> [The exercise]:
Output the entries below as a two-column CSV with the headers entry_text and answer, one row per entry, holding its text and its answer. Put each in a single quoted field with line breaks replaced by spaces, and leave the pictures out.

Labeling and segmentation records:
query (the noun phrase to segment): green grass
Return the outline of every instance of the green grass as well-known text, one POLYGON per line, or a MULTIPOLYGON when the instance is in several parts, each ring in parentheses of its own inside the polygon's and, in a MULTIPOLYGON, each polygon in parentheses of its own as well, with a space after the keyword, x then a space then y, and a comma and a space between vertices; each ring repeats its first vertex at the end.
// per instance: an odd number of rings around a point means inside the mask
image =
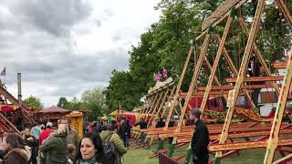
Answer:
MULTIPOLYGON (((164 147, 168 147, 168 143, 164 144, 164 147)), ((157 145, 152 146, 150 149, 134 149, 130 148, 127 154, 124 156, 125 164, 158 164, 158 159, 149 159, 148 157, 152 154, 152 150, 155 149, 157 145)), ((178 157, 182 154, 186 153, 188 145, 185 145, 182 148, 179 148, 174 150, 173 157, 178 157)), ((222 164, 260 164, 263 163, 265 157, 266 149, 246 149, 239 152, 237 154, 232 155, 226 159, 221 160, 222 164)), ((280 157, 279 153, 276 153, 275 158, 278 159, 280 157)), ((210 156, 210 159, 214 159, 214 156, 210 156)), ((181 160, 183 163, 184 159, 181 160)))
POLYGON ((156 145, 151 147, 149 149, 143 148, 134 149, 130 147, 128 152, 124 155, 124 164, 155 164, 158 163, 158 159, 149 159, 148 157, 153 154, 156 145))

> [Solution]:
entry_text,answer
"query (the noun phrase to segment): green grass Return the outline of every instance of the green grass as well-known text, one POLYGON per line, or a MULTIPOLYGON when the instance is in several parts, each ring in parentheses of its own inside the polygon's and, in a MULTIPOLYGON, each polygon in parentheses of its own as well, with a space after the keyword, x then a space then y, and a comma and a space between vertices; each ring repeats its first vertex at the end. // per instance: an odd number of rings around a point means inside the mask image = Answer:","MULTIPOLYGON (((164 147, 168 147, 168 143, 164 144, 164 147)), ((157 145, 152 146, 150 149, 134 149, 130 148, 127 154, 124 156, 125 164, 158 164, 158 159, 149 159, 148 157, 152 154, 152 150, 155 149, 157 145)), ((178 157, 182 154, 186 153, 188 145, 185 145, 182 148, 179 148, 174 150, 173 157, 178 157)), ((222 164, 260 164, 263 163, 265 157, 266 149, 246 149, 239 152, 237 154, 232 155, 226 159, 221 160, 222 164)), ((280 157, 279 153, 276 153, 275 158, 278 159, 280 157)), ((210 156, 210 159, 214 159, 214 156, 210 156)), ((181 160, 183 163, 184 159, 181 160))) POLYGON ((156 145, 151 147, 149 149, 143 148, 134 149, 130 147, 128 152, 124 155, 124 164, 155 164, 158 163, 158 159, 149 159, 148 157, 153 154, 156 145))"